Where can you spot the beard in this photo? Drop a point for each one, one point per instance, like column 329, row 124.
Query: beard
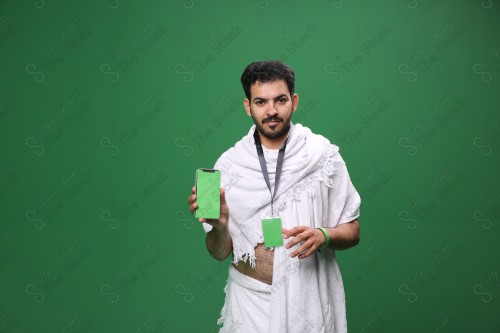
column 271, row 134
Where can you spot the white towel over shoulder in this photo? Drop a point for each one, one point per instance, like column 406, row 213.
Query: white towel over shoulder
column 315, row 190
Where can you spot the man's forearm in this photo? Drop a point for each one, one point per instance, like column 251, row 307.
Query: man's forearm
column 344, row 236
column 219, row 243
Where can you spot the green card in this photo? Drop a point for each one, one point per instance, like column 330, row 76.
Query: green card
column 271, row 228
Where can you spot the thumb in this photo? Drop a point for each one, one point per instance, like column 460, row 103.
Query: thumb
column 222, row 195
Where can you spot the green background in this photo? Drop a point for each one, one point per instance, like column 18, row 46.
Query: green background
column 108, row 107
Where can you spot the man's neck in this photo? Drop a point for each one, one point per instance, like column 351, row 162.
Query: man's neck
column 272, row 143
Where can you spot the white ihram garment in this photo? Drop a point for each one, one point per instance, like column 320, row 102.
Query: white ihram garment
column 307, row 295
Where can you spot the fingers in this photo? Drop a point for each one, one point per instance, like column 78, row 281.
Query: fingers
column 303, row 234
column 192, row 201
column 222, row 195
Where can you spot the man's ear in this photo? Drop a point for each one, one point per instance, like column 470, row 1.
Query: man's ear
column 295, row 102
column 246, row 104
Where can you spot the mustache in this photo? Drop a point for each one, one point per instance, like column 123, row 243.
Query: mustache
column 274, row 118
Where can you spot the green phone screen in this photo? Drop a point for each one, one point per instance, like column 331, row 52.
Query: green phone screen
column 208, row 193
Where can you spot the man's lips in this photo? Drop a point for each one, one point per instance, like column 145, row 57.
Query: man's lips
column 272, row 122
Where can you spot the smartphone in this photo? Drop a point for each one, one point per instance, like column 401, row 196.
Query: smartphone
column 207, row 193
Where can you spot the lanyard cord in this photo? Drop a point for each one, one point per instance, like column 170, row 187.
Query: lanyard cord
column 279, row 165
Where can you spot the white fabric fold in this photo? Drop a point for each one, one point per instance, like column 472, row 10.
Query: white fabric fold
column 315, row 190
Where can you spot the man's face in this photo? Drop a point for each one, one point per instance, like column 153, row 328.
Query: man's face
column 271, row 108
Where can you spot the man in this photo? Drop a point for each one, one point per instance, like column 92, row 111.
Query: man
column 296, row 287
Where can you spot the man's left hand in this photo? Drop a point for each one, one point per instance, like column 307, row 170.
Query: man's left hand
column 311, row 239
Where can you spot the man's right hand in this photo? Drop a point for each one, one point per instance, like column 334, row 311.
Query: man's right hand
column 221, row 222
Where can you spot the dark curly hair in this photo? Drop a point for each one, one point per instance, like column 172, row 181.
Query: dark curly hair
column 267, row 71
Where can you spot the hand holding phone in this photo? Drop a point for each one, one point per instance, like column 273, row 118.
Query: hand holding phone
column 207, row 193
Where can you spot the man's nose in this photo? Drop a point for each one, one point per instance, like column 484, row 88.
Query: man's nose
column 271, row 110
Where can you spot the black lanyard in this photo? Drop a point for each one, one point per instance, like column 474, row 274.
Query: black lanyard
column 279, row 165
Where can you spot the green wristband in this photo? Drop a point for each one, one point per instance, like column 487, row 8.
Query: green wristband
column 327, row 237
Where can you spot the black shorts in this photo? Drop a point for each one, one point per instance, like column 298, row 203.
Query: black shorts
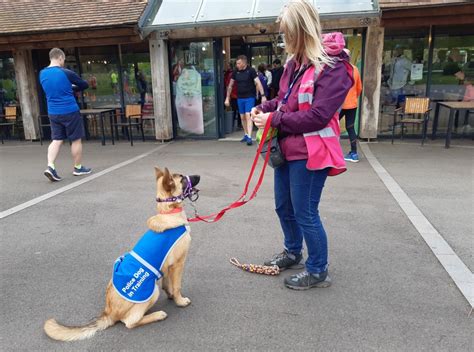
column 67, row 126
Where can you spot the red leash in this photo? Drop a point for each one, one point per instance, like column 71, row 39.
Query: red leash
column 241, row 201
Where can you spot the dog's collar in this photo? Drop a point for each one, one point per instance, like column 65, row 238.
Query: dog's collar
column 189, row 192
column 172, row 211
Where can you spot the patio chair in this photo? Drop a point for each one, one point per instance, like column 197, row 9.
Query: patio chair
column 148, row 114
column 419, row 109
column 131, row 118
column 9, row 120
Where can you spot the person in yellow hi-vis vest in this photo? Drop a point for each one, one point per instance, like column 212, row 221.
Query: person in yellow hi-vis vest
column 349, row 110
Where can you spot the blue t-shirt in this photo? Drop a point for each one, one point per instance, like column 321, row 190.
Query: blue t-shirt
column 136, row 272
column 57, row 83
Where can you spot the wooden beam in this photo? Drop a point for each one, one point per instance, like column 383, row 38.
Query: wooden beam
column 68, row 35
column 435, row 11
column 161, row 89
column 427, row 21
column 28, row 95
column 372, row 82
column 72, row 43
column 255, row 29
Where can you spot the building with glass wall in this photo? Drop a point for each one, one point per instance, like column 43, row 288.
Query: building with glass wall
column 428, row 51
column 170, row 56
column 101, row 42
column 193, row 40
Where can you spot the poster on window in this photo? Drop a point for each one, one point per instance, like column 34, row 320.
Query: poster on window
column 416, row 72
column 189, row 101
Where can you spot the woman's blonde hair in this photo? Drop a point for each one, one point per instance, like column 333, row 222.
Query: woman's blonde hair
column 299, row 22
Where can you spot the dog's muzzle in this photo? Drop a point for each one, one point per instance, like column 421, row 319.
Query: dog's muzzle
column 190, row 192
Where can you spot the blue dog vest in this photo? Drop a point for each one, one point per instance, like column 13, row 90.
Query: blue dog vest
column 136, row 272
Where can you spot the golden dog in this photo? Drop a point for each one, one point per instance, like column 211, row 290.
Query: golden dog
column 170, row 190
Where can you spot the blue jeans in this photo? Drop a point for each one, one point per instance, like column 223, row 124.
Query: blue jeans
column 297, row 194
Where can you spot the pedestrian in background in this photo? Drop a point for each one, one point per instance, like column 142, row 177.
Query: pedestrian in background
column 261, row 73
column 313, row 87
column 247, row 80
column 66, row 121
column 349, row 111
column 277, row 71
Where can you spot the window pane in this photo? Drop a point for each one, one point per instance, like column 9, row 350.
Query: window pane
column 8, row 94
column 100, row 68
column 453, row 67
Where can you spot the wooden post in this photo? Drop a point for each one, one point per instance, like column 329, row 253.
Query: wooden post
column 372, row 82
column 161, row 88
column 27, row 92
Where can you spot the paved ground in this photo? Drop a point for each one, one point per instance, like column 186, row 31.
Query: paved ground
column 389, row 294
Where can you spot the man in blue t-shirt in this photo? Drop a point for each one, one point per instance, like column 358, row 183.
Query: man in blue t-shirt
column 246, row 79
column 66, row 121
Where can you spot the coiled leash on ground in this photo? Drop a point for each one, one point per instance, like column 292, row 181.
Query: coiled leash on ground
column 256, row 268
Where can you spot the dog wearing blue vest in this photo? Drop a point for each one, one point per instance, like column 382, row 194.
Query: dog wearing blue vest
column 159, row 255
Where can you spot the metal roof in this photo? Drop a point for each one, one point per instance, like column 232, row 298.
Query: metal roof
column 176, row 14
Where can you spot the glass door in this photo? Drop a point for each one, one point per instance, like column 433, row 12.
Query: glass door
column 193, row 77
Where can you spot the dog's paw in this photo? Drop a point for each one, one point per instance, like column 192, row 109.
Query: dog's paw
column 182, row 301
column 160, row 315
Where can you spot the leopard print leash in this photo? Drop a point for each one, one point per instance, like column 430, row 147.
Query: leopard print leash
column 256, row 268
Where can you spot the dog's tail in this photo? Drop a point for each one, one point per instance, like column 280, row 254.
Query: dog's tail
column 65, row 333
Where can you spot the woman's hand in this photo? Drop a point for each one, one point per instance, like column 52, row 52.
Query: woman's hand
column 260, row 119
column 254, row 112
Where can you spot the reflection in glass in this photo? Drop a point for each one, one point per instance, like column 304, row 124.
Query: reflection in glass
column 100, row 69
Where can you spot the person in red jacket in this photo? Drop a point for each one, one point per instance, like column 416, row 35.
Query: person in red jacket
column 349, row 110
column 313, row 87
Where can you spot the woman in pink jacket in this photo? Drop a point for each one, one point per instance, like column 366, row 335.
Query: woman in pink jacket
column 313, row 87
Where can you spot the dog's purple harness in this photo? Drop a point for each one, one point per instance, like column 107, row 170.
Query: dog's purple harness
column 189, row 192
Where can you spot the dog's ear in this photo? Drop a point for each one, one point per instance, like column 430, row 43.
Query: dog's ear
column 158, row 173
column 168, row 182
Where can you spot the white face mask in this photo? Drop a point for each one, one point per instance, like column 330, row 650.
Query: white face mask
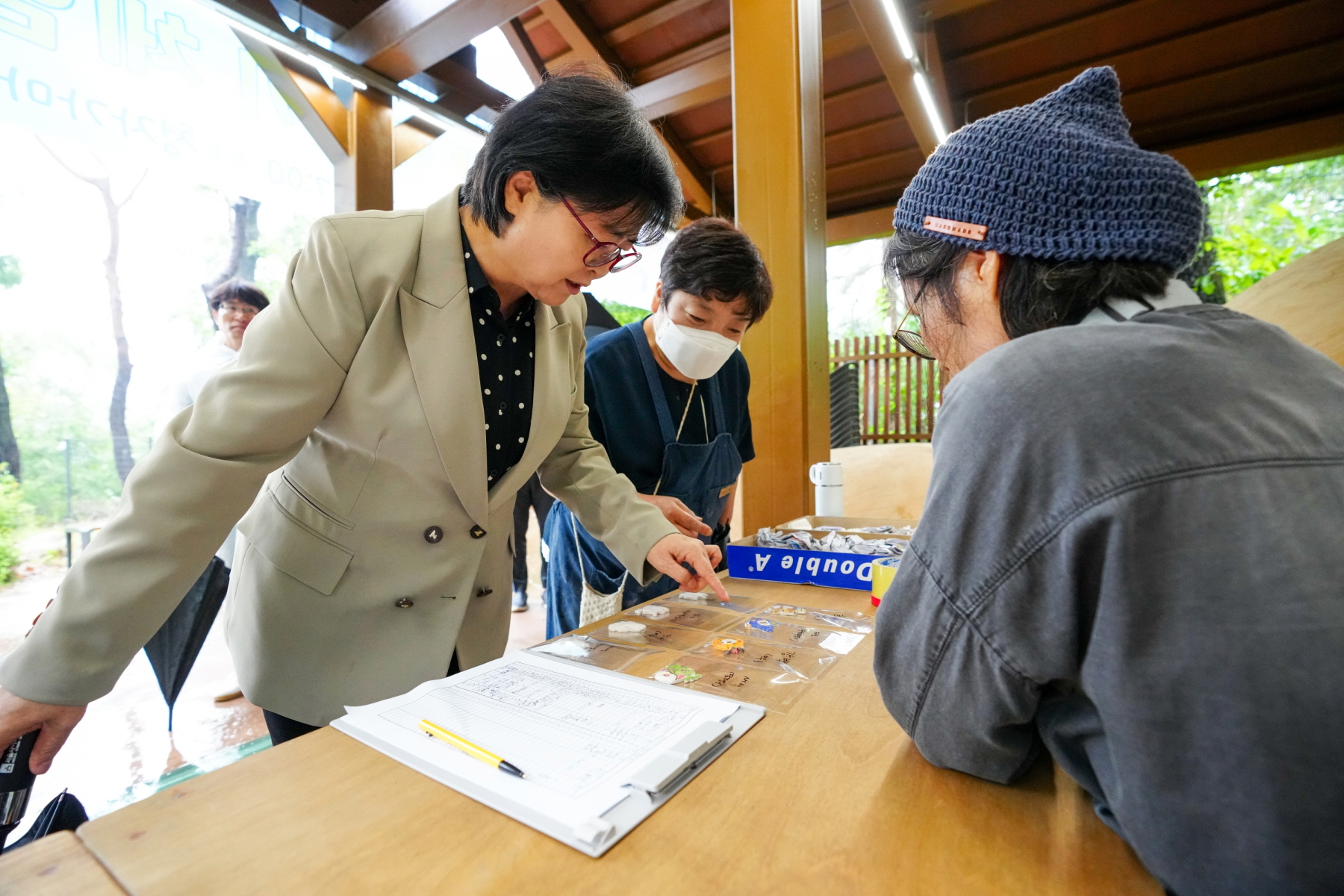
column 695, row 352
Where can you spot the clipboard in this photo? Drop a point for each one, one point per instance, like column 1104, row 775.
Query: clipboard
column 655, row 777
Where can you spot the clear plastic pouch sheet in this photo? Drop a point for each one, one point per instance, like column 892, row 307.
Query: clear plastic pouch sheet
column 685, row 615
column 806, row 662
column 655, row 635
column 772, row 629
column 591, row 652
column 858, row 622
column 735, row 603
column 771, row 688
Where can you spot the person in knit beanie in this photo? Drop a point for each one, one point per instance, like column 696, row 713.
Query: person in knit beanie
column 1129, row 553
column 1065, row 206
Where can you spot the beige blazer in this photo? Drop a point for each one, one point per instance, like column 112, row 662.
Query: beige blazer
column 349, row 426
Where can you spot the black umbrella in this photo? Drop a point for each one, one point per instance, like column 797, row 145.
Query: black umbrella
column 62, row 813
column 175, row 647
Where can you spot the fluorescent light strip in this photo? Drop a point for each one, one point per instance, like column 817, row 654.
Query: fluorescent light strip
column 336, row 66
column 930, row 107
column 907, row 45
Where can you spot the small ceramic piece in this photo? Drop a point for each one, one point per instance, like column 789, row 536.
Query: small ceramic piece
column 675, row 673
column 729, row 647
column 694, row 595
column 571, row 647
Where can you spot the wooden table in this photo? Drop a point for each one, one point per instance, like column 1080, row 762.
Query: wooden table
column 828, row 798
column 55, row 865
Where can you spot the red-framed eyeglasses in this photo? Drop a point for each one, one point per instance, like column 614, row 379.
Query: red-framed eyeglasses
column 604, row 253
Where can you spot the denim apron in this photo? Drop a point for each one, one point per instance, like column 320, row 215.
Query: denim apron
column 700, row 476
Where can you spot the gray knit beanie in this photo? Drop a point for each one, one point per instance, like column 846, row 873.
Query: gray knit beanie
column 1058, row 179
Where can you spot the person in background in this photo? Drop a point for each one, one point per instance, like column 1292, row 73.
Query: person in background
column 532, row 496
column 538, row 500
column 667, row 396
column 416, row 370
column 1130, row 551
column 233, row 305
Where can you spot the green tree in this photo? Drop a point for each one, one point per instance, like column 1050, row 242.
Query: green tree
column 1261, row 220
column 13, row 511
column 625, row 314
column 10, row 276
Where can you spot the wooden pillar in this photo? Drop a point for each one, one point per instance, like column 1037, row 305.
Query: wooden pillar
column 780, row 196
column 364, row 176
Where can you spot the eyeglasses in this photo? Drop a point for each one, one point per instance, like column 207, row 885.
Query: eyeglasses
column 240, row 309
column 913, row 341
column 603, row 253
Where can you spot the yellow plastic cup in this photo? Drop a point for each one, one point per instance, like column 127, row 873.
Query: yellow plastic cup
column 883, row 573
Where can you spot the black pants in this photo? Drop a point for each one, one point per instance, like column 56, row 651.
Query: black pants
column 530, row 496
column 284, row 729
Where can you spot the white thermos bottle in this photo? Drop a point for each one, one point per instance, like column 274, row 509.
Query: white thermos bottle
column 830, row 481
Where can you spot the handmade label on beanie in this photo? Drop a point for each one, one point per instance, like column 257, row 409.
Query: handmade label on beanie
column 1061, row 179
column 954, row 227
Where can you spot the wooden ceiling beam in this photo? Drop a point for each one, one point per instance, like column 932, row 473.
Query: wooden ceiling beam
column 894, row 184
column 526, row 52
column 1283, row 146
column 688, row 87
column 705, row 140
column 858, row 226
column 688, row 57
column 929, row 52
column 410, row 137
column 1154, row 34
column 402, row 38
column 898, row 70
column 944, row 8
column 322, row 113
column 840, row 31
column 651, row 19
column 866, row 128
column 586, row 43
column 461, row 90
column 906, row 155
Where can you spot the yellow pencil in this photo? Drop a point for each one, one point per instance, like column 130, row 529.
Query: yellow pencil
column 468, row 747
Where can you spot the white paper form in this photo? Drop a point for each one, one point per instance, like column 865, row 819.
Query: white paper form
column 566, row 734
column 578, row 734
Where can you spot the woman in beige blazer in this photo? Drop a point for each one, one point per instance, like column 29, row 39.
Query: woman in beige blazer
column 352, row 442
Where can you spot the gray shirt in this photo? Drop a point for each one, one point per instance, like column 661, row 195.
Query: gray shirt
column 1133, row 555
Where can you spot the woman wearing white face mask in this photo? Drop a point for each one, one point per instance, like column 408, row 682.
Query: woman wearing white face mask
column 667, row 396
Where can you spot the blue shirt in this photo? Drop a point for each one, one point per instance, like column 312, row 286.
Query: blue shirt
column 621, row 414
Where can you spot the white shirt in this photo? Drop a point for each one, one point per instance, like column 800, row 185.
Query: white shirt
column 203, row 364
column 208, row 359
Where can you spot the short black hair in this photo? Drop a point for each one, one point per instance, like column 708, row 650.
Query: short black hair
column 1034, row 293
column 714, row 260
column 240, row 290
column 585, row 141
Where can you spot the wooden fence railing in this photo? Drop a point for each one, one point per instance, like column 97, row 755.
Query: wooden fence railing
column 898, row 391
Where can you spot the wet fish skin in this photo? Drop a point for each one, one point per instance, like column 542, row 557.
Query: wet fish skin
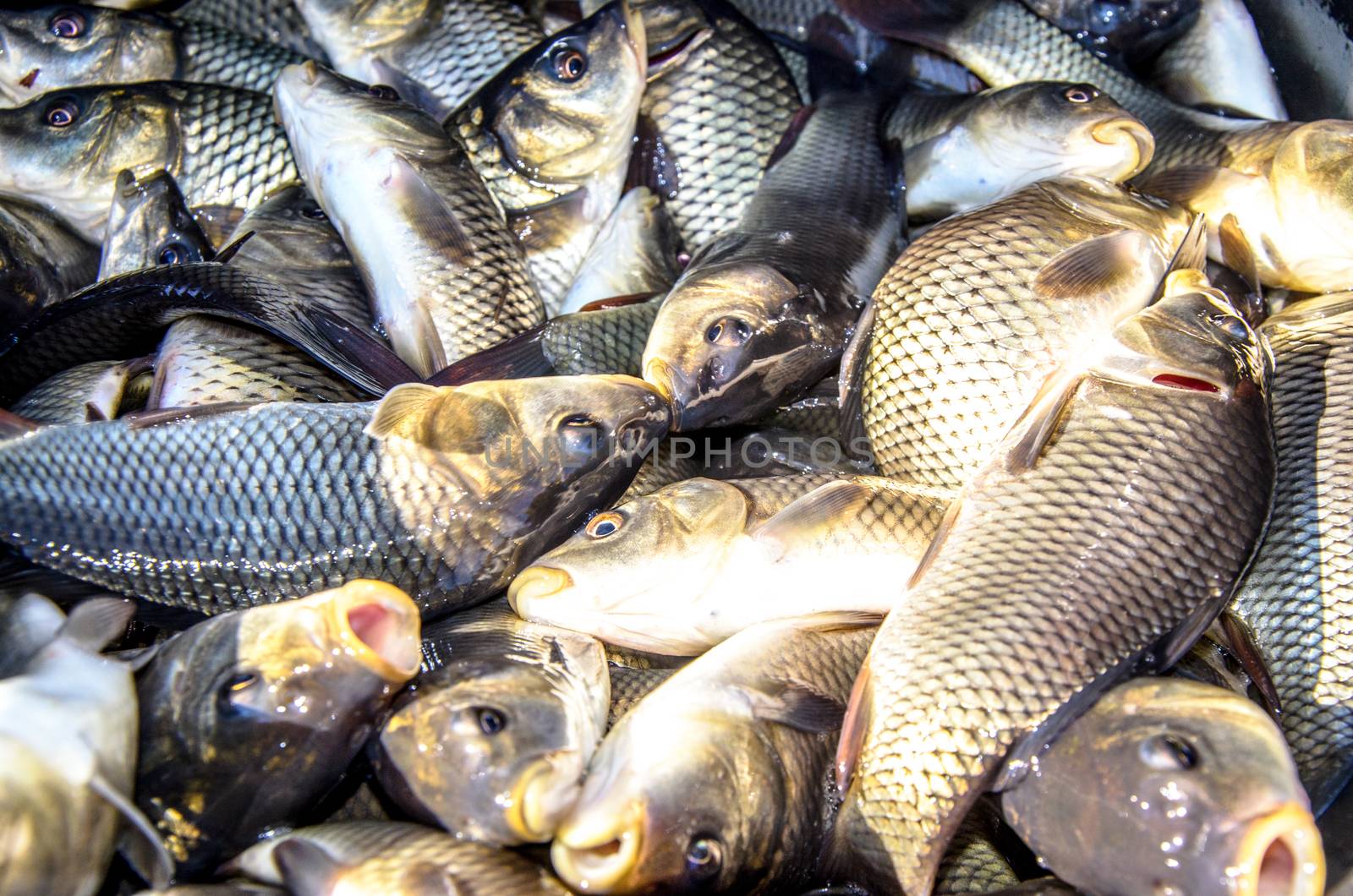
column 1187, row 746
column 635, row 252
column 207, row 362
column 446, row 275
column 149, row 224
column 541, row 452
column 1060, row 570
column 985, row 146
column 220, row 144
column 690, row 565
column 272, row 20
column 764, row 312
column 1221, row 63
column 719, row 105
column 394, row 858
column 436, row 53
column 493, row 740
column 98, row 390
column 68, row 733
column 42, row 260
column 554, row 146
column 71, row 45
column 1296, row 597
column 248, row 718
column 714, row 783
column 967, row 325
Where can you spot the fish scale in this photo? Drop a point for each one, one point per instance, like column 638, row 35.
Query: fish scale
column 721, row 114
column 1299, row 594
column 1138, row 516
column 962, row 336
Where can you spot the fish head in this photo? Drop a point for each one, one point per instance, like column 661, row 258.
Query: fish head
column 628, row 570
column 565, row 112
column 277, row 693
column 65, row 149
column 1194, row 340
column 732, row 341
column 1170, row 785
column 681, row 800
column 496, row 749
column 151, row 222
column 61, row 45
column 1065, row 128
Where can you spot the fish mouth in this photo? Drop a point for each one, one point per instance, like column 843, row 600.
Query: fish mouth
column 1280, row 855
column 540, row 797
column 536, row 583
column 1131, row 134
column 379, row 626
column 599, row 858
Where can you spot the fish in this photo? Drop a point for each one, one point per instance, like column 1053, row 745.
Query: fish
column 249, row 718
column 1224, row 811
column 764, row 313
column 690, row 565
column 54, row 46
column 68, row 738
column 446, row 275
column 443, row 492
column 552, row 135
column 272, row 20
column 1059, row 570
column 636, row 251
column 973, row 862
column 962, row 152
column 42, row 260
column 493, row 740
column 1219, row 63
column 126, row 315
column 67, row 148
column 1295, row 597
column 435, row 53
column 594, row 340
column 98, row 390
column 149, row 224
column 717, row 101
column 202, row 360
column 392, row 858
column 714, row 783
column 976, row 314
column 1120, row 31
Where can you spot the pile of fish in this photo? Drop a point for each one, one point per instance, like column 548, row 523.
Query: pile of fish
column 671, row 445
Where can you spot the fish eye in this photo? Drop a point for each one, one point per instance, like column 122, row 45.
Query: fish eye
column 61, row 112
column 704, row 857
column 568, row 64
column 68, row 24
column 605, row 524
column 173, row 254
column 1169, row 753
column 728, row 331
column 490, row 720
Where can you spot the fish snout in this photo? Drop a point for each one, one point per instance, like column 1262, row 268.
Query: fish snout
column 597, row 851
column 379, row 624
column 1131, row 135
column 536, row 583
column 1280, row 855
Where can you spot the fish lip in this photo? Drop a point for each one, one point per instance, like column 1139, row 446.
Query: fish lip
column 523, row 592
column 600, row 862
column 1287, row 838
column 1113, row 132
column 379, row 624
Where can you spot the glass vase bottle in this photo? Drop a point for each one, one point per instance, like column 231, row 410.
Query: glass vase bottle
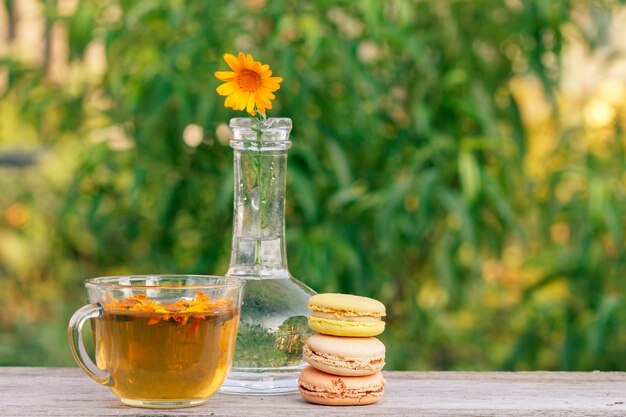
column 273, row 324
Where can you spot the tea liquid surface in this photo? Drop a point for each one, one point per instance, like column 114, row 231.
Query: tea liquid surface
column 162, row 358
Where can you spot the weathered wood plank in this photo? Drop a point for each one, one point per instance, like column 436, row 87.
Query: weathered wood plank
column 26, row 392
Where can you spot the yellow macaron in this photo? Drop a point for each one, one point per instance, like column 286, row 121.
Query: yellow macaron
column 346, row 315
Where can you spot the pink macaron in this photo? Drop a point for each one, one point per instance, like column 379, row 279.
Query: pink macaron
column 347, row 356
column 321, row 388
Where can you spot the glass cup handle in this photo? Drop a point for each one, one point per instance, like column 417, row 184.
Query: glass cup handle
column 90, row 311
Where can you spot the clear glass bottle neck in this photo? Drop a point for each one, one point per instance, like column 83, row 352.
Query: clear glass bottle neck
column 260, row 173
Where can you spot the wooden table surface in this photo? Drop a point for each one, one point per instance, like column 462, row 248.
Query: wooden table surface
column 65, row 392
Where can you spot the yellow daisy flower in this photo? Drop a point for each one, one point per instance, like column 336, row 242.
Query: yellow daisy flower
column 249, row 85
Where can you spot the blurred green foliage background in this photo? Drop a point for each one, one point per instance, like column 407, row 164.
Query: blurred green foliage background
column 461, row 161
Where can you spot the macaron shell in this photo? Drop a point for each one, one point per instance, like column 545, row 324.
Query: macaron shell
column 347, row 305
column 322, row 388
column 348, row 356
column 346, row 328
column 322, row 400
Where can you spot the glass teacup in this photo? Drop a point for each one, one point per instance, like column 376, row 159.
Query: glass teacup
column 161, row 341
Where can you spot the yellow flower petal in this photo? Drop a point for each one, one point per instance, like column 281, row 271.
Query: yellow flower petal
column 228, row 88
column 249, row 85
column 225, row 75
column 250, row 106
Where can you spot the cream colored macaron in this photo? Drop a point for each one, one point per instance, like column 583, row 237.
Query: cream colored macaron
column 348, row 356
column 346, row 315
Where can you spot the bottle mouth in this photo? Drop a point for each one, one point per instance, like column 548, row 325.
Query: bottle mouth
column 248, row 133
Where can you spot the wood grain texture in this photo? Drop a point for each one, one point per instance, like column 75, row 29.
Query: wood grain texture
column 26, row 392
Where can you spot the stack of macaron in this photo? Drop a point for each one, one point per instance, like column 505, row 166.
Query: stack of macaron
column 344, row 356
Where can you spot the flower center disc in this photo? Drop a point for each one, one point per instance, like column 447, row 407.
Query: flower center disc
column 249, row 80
.....
- **What is expected**
Output, from the data above, the lines from the line with "Where can you spot the handmade" to the line with "Where can you spot the wooden ceiling" exactly as they stand, both ends included and nothing else.

- **Result of this exercise**
Where can you spot the handmade label on beanie in this photo? Drop a point for each one, one point per instance, like column 257, row 409.
Query: handmade label on beanie
column 1061, row 179
column 954, row 227
Where can you spot the wooden ceiling beam in this photo? Drop a point for each one, one point per instance, like column 932, row 473.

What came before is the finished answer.